Complete the following —
1. Using the FDA food-safety text, answer these:
(a) How many illnesses each year in the United States are estimated to come from eggs contaminated with Salmonella?
(b) By how many annual human cases at minimum does the FDA intend its final rule to reduce Salmonella illness?
(c) At which FDA center will BSE research/detection be one of the two highest-priority programs for FY 2007?
2. Write the next part of the text on FDA food-safety efforts, picking up after its final sentence.

Selected excerpt —
------------------------------

An estimated 118,000 illnesses occur each year in the United States due to eggs contaminated with Salmonella bacteria (Salmonella caused infections alone account for $1 billion yearly in direct and indirect costs). In 2006, the FDA expects to publish its final rule to the states and the egg industry to prevent Salmonella contamination during production, with the intent of reducing the annual human cases by at least 33,500. The agency uses on-going surveillance of US foodborne disease outbreaks to detect any incidents with products regulated by the FDA. It also has several emergency response plans to address sudden threats to food safety, for example, post-Katrina deployment to assess stored-food sources in the Gulf Coast, and the BSE Emergency Response Plan to quickly evaluate with the USDA any report of bovine spongiform encephalopathy in US cattle. For FY 2007, BSE research/detection will be one of the two highest-priority programs at the FDA’s Center for Veterinary Medicine, along with reduction of antimicrobial resistance in humans now linked to antibiotics fed to food animals.

------------------------------

(Source data)
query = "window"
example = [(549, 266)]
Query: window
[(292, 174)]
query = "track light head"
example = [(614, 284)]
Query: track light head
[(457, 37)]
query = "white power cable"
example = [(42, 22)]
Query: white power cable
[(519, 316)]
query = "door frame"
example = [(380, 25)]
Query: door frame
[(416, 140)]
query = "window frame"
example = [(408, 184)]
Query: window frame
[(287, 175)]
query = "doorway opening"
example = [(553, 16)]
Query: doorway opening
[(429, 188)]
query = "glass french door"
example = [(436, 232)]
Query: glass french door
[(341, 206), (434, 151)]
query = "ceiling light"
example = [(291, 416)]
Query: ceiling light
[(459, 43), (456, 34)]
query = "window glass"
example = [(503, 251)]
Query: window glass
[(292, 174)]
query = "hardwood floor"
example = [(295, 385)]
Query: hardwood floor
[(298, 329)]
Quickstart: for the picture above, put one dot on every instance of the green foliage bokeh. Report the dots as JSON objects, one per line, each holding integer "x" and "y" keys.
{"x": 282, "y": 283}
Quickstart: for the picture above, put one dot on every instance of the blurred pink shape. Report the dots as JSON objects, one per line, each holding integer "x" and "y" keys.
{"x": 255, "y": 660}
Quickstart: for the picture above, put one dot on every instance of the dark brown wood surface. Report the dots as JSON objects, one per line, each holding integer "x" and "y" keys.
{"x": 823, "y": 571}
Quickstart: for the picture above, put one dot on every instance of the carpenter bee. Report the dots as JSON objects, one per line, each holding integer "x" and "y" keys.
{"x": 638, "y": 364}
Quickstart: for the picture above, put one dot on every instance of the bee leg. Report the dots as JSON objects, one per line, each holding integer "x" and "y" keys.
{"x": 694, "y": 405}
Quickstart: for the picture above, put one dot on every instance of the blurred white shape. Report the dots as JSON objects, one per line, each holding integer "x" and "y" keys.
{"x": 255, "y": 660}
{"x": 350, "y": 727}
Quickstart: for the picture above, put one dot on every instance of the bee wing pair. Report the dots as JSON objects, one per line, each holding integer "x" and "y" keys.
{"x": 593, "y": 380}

------------------------------

Exercise answers —
1.
(a) An estimated 118,000
(b) At least 33,500
(c) The Center for Veterinary Medicine

2.
Protecting America’s Health – Biomedical Frontiers
The new Critical Path to Personalized Medicine will be the FDA’s top scientific policy initiative for at least the next five years, created “to accelerate the field of personalized, predictive, and preemptive medicine.” Economic experts predict that by 2015 the United States will pay out about 20 percent of its gross domestic product on health spending. The FDA is seeking to more efficiently evaluate pre-market biomedical products. The critical path initiative is the Agency’s response to recent stagnation in new product development due to problematic clinical trials or manufacturing procedures that disallow approval FDA from the FDA. By using cutting-edge molecular biology technologies, the FDA expects to modernize the medical product development process with cooperation from private industry. These technologies also will enable scientists from the FDA to evaluate and encourage superior therapies personalized or tailored to individual groups of patients, reducing the time-consuming need to approve products for broad use and paving the way to less-expensive clinical trials and more effective drugs. The new molecular-based technologies also are expected to help predict which patients would benefit from a particular therapy and which might suffer ill effects. The ASM agrees with the FDA intent to stimulate private industry use of new generations of scientific tools, in order to expedite technology transfer and to help maintain US science-based competitiveness in an expanding global healthcare market.
The ASM strongly recommends an increased budget for the FDA, which would benefit its important programs and provided need resources for priority initiatives.